What you need to do >> Write every record out again exactly as given.

Data extract >>
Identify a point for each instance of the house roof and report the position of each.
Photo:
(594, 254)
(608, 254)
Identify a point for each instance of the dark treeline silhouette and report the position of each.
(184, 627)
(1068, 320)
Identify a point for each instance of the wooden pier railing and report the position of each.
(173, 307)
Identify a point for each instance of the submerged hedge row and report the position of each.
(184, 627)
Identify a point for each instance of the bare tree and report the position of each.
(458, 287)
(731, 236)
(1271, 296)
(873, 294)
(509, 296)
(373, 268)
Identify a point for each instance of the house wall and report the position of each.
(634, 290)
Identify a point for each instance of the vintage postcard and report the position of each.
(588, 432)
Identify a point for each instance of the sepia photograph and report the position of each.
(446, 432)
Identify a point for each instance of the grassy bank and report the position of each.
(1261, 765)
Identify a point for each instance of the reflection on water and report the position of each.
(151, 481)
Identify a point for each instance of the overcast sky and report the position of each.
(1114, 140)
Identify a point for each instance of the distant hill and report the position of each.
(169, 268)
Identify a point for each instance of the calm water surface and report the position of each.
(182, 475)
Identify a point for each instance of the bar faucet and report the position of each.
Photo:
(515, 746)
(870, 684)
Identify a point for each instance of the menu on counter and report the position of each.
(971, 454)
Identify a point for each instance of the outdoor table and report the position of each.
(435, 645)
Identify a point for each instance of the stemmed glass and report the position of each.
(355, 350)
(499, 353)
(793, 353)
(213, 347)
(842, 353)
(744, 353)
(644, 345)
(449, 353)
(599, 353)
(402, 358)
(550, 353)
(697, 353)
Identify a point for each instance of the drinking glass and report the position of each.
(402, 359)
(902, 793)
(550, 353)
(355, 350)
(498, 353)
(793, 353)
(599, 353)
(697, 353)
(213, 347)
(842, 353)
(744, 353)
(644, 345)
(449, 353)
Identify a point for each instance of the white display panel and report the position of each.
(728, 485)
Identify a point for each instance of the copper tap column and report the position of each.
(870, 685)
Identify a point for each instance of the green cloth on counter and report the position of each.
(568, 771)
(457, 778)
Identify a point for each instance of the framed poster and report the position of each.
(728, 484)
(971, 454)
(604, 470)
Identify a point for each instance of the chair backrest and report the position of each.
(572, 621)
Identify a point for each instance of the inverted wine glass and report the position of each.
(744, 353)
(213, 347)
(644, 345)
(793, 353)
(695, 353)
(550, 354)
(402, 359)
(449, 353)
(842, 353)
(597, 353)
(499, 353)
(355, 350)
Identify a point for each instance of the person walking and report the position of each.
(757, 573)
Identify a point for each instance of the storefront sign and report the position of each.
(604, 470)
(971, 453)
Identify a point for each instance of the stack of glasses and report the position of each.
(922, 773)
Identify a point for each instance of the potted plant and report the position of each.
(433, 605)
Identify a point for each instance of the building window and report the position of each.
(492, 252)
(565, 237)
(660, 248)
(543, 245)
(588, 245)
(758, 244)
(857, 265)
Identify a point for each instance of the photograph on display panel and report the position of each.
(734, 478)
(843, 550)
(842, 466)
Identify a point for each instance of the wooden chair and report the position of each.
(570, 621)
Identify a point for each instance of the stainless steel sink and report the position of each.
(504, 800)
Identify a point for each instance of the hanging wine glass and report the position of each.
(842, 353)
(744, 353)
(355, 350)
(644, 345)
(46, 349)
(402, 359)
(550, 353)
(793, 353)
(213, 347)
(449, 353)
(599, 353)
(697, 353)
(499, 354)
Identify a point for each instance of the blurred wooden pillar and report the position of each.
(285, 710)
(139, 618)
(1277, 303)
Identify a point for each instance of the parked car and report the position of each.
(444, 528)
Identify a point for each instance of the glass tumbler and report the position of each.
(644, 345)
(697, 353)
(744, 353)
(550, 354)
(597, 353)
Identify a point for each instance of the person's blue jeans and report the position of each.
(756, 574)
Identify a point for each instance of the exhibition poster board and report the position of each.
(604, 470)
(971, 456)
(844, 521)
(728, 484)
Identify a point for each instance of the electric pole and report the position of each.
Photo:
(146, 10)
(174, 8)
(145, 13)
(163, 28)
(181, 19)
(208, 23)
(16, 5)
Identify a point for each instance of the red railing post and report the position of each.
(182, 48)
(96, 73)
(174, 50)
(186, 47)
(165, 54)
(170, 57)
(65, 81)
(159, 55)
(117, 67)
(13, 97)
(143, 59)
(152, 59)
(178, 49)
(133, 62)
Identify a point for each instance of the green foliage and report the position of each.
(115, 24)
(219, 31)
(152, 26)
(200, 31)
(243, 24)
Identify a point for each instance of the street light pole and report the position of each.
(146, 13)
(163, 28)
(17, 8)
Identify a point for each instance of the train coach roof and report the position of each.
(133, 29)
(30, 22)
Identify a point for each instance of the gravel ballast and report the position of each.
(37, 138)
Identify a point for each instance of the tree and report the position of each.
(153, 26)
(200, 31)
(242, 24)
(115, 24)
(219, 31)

Answer to the task >>
Identify a point for each instance of the house roof and report the position of each.
Photo:
(594, 254)
(608, 254)
Identify a point for each instance of the dark treeline silhouette and report the position of each.
(184, 627)
(1068, 320)
Identify a point for each instance of the wooden pier railing and report the position of each.
(173, 307)
Identify a point for each instance of the submerged hedge row and report the position of each.
(184, 627)
Identify a point for each instance of the bare tree and report the position of each.
(458, 287)
(731, 236)
(1271, 296)
(873, 294)
(509, 296)
(373, 268)
Identify a point for each instance of the house wall and report the position of each.
(634, 290)
Identify a point for each instance of the vintage postcard and report the position of each.
(588, 432)
Identify a point for each instance of the sepia photograph and report the position of each.
(446, 432)
Identify a point for each instance of the grassy bank and report the position of each.
(1261, 765)
Identify a point for each instance of the reflection on water and report the position of each.
(151, 481)
Identify a point for each instance of the overcast sky and report the position of each.
(1114, 140)
Identify a point for each instance of the distant hill and report the position of each.
(169, 268)
Identify a point for each instance of the calm water surface and report the position of each.
(182, 475)
Identify a point for each instance of the bar faucet and report the position of each.
Photo:
(515, 746)
(870, 684)
Identify a point for each instance of the menu on counter and report the position of each.
(971, 454)
Identify a point for each instance of the outdoor table and report the position of each.
(435, 645)
Identify a point for each instance of the stemmed glass and report the position of each.
(355, 350)
(499, 353)
(793, 353)
(213, 347)
(842, 353)
(744, 353)
(644, 345)
(449, 353)
(599, 353)
(402, 358)
(550, 353)
(697, 353)
Identify a point for each instance of the drinking glass and report the position of each.
(402, 359)
(902, 793)
(550, 353)
(355, 350)
(498, 353)
(793, 353)
(599, 353)
(697, 353)
(213, 347)
(842, 353)
(744, 353)
(644, 345)
(449, 353)
Identify a point for each instance of the white display panel and report the position of each.
(728, 485)
Identify a point for each instance of the copper tap column and report the position of each.
(870, 685)
Identify a point for each instance of the green cloth on counter and report the position of each.
(568, 771)
(457, 778)
Identify a point for each instance of the framed poster and report the position of each.
(728, 484)
(971, 454)
(604, 470)
Identify a point for each instance of the chair backrest and report the position of each.
(572, 621)
Identify a point for each instance of the inverted wine glass and report the position of each.
(744, 353)
(213, 347)
(644, 345)
(793, 353)
(695, 353)
(550, 354)
(402, 359)
(449, 353)
(842, 353)
(597, 353)
(499, 353)
(355, 350)
Identify a point for each instance of the person walking and report the position of each.
(757, 573)
Identify a point for each instance of the storefront sign and report the position of each.
(604, 470)
(971, 453)
Identify a point for each instance of the stack of glasses and report the position of each.
(922, 773)
Identify a point for each instance of the potted plant and report the position of each.
(433, 605)
Identify a point for each instance of the building window and report the position of each.
(492, 252)
(565, 237)
(660, 248)
(543, 245)
(588, 245)
(758, 244)
(857, 265)
Identify a point for each instance of the photograph on display panel and report the position of each.
(734, 478)
(843, 550)
(842, 466)
Identify a point for each instance of the wooden chair and report the position of each.
(570, 621)
Identify a point for each instance of the stainless steel sink and report the position of each.
(504, 800)
Identify a point for each instance of the hanging wine glass and report the position of each.
(842, 353)
(744, 353)
(355, 350)
(644, 345)
(46, 349)
(402, 359)
(550, 353)
(793, 353)
(213, 347)
(449, 353)
(599, 353)
(697, 353)
(499, 354)
Identify a point for each instance of the blurred wooden pillar and report the position of each.
(285, 710)
(139, 618)
(1277, 303)
Identify a point for each instance of the parked car and report the position of each.
(444, 528)
Identify a point for each instance of the glass tumbler and report the position of each.
(644, 345)
(697, 353)
(744, 353)
(550, 354)
(597, 353)
Identify a point for each instance of the person's blue jeans and report the position of each.
(756, 574)
Identify a point for each instance of the exhibition poster board and report the position of each.
(604, 470)
(971, 456)
(844, 521)
(728, 484)
Identify a point for each instance of the electric pole and report the position of each.
Photo:
(146, 10)
(174, 8)
(145, 13)
(163, 28)
(181, 19)
(208, 23)
(16, 5)
Identify a point for each instance of the red railing post and report the position of each.
(182, 48)
(96, 73)
(174, 50)
(186, 47)
(165, 54)
(170, 57)
(65, 81)
(159, 55)
(117, 67)
(13, 97)
(143, 59)
(152, 59)
(178, 49)
(133, 62)
Identify a point for each instance of the green foliage and report the position of each.
(115, 24)
(219, 31)
(152, 26)
(200, 31)
(243, 24)
Identify a point for each instance of the street light pole and report the position of each.
(146, 13)
(163, 28)
(17, 8)
Identify a point for each instance of the train coach roof and report the position of each.
(133, 29)
(30, 22)
Identify a point for each instance of the gravel ballast and report the position of each.
(37, 138)
Identify a point for each instance of the tree and report the position of each.
(153, 26)
(200, 31)
(242, 24)
(115, 24)
(219, 31)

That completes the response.